The middle tier was red velvet, poorly covered in white choc ganache - I say poorly because the red velvet leakage that ensued could have been prevented if I had been more careful and not left any gaps! The escaped moisture also made the outer layer of fondant soft and prone to mishaping (as seen in image below)... My near-despair was topped off by my lack of consideration for the thickness of the fondant in the overall design, meaning this tier was almost the same size as the bottom tier.

Well, I guess if everything was done right the first time then the world wouldn't be such an interesting place ;-) At least the hand-painted little birdy looked happy with his outlook! I traced the stencil design onto baking paper which I then stuck onto the fondant surface and lightly traced over to leave an indentation for painting. Gel paints mixed with cake decorator's fluid did the trick to colour between the lines. 


Lastly the bottom tier was made of delicious preserved ginger cake covered in chocolate ganache with green grass done with royal icing (by eye).
 

Whew! It was a big effort, and the unseasonably hot weather on the day of the birthdays celebration was an unexpected challenge for the buttercream to keep its shape. But sunshine like that and a cake like this, how could we not have been hopeful for an early spring?!
 
 
I'm looking forward to next year's birthday cake challenge - though in future I'll try not to challenge them all to eat so much cake (sorry guys, quality not quantity!) ;-)

 

Saturday 26 September 2015

The name's Blond - Caramel Blond {Salted Caramel Chocolate Blondies}

Why am I attempting silly Bond-jokes and (seemingly) infatuated with light hair colour? I don't mean blond(e) in the hair sense, but in the confection sense. In case you haven't encountered it before, blondie is a dense slice similar to brownie except without cocoa and instead with a vanilla or butterscotch flavour. 


Yeah, I've obviously been trying hard to think of a clever story about this recipe, but I don't have much to work with... However it is my own recipe, so I do feel clever about that, having combined and refined my fave choc brownie recipe (Whittakers) plus Donna Hay's salted caramel and choc brownie (which really seems like a blondie to me).



I wanted the denseness of choc brownie along with the sweet-and-salty flavour of the caramel brownie. Did I succeed? My workmates were certainly very complimentary when I brought some to work for a farewell morning tea. But I'll let you decide... hopefully you'll be pleasantly surprised!
□ □ □ □
» **Your tasks**:
A: In the baking blog post, what was the bottom tier of the birthday cake made of?
B: Pick up the baking blog post where it stops and keep writing it.

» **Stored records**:
□ □ □ □
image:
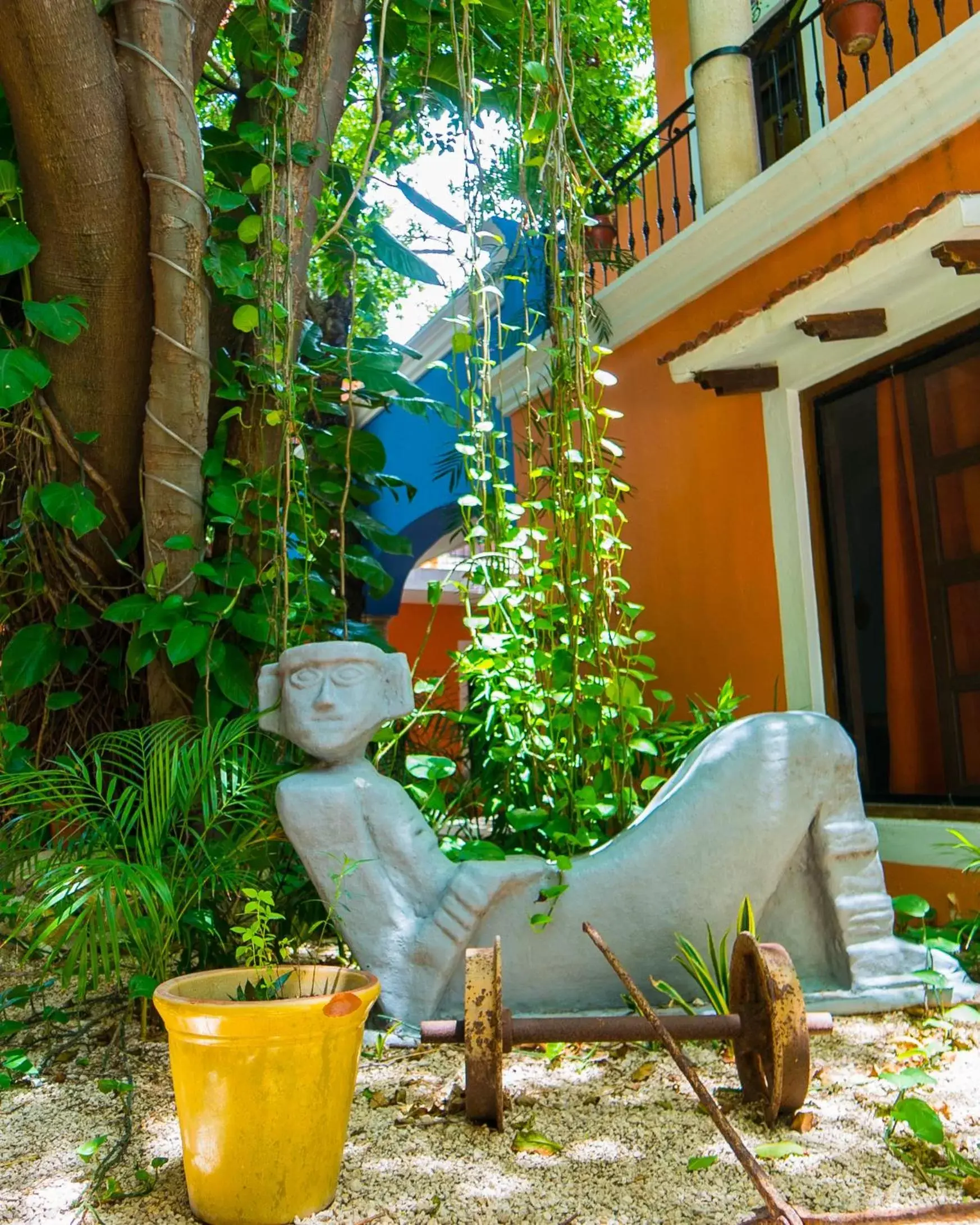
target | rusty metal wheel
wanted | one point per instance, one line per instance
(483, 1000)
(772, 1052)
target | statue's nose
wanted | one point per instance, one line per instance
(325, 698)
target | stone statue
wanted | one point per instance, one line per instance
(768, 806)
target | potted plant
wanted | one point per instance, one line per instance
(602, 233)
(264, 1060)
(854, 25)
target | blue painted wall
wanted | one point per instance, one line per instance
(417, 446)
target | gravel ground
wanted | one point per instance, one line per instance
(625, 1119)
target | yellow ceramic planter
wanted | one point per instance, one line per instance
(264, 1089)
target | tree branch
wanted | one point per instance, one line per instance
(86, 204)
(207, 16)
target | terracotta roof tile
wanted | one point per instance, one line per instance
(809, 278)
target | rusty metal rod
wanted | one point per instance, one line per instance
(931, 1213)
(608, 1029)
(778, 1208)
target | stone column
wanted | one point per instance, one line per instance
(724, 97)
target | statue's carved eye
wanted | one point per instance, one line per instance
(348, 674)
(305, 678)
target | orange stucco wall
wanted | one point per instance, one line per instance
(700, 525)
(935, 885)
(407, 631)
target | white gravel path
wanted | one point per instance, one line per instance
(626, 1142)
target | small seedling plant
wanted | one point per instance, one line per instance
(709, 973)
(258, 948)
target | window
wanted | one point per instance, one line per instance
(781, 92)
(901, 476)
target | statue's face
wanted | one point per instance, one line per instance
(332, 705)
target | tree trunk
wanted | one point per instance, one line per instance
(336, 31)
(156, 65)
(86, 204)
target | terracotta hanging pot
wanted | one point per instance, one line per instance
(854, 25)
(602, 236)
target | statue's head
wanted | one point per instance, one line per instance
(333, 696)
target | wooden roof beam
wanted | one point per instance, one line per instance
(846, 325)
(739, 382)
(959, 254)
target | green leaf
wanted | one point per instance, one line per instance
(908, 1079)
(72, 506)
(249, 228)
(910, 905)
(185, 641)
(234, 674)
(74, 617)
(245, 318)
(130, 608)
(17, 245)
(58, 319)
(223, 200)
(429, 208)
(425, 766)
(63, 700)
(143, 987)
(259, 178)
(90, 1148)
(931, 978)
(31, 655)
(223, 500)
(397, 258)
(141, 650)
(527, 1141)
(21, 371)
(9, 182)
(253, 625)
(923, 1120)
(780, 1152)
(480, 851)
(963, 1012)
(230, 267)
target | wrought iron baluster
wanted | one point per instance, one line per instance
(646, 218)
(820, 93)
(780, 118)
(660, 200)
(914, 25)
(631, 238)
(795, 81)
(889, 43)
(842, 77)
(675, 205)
□ □ □ □
» **Responses to the exercise**:
A: Preserved ginger cake covered in chocolate ganache, with green grass done in royal icing.

B:
Salted Caramel Chocolate Blondies

250g butter (regular is fine - if you have butter salted with sea salt that's perfect, but I rarely do!)
3/4 cup caramel (I buy canned caramel as I'm hopeless at making it, but if you prefer to make it yourself then I won't stop you...)
2 cups brown sugar, packed
4 eggs
2 tsp vanilla essence
1 & 1/2 cups plain flour
1/4 tsp baking powder (if you want a slightly more cakey and less dense blondie)
1 block of chocolate with caramel filling (e.g. Cadbury's Caramello, Whittaker's Milk Chocolate Caramel)
sea salt to top it off

Preheat your oven to 180 degrees C (160 degrees fan bake). Line a 7" x 11" (approx) tin with baking paper. Here's an easy way to do this: cut a rectangle of baking paper wider than the tin... 


Push the paper into the corners of the tray. 



Take out the paper and cut from its corners to the indented corners on diagonals. 


Fit the paper back into the tray and bend the corner flaps so they overlap and fit the corners. You can spray a bit of oil into the tray before lining to help keep the baking paper in place.



For the blondie, place the butter, caramel and brown sugar in saucepan over a moderate heat. 

Only the best butter in the world.

Stir the mixture occasionally until all the butter has melted then remove from the heat.



Sift the flour and baking powder (if using) into a bowl. Crack the eggs into a separate small bowl or jug. Add the flour and eggs to the sugary butter mixture alternately, ending with the flour, and mix using a whisk or spatula.


Pour the batter into your lined tin. Chop up the block of chocolate and space the pieces across the batter, pushing them down gently. Sprinkle sea salt across the top of the batter.

Ideally you will have more self-control and more caramel chocolate to use... :-|

Bake for 30 mins then test the cookedness of the blondie with a skewer - if it comes out with liquid still on it then check 10 minutes later. For a dense, fudgey blondie you will want to see moist crumbs on your skewer. 

Personally I prefer to let blondie cool - and even refrigerate overnight - before digging in to ensure that fudgey texture, but this would be nice served warm for dessert also!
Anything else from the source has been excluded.